_Exercise prompt_.
Copy the data below, replacing every "one point per instance" with "one point for each instance" and leaving everything else untouched.
[Begin Material for the task]
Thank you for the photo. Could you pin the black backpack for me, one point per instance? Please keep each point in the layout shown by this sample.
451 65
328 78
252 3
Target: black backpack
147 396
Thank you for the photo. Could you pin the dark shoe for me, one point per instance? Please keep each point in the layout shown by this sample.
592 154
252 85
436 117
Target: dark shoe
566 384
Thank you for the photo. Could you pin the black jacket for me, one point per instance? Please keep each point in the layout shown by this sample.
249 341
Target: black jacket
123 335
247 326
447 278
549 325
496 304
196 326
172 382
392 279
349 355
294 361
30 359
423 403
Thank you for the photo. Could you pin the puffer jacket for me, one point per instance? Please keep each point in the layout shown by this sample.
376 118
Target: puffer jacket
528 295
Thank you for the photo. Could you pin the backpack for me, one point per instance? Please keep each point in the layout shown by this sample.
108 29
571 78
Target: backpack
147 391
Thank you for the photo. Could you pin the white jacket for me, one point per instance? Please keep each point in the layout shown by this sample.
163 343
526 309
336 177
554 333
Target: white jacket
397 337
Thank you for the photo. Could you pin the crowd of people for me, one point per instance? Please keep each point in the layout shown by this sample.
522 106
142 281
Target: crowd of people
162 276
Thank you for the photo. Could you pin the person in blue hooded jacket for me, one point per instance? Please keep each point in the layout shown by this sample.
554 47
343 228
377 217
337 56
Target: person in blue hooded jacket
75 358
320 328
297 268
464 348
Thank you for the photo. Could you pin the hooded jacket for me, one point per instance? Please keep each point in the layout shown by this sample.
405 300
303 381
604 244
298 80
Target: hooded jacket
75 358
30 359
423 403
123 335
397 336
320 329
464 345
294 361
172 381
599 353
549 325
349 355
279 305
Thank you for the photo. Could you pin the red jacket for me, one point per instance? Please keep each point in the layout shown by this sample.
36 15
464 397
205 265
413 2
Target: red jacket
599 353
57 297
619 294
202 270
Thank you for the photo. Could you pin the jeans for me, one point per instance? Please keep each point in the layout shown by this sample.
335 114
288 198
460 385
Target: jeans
[End Material for the task]
_Written response_.
Thank you for the photo. Could you pin the black backpack for me, one point for each instance? Please keep each point in the layout shown by this sample.
451 65
328 78
252 3
Target: black backpack
147 396
Thank you for the photo. Could you pin the dark shoe for me, one point for each instance? Please keep each point in the layout shown by this sample.
592 154
252 85
436 117
Target: dark shoe
566 384
Thank you for the photo. Could you pin the black jacket for me, one point for each instance? Please keep each point in the layout shown by this sample.
249 341
Target: black jacket
123 335
247 326
447 278
549 325
496 304
196 326
172 382
392 279
349 355
294 361
30 359
423 403
Thank you for the photo. Could you pin the puffer jacket for me, one point for each instance? Please keep each point in the layout shown by this sample.
376 118
Target: puffer jacket
528 295
Thank you for the photo. Could you pin the backpack for me, one point for each instance? Please keep each point in the layout shown by this sample.
108 29
571 78
Target: backpack
147 391
Thank you for the photo. Could you pin the white jacket for me, one point for each instance? Please keep each point in the layout shown by this sample.
163 343
526 309
336 177
554 333
Target: white jacket
397 337
Thank you for the photo. Could you pin the crowd of people for me, one point for each instance? Please keep each point in the layout shown by this sample.
522 106
142 281
Target: crowd of people
162 276
Thank you for the photo. Could you pin the person in blue hooded jacket for me, one point for each instance? Please keep each point in the layout shown by this sample.
554 47
343 228
377 217
337 56
Target: person in blue hooded jacket
75 358
320 328
297 268
464 348
Thank you for the photo. Could you pin the hooded jacket for me, one point for each instance? Please keep each point in the layout shown by this sample.
405 300
303 381
604 244
298 80
Target: hooded jacket
75 358
30 359
423 403
123 335
397 336
320 329
464 345
294 361
172 381
599 353
549 325
349 355
279 305
Thank you for the photo. Could you pin the red jacket for me, one point for each instance? Please keep each point in the layout shown by this sample.
36 15
464 397
205 265
413 2
Target: red jacket
599 353
57 297
619 294
202 270
Thank you for the photo. Could you pin the jeans for me, one point for each instance? Please keep each point in the layout shown by this sample.
335 114
288 198
460 385
Target: jeans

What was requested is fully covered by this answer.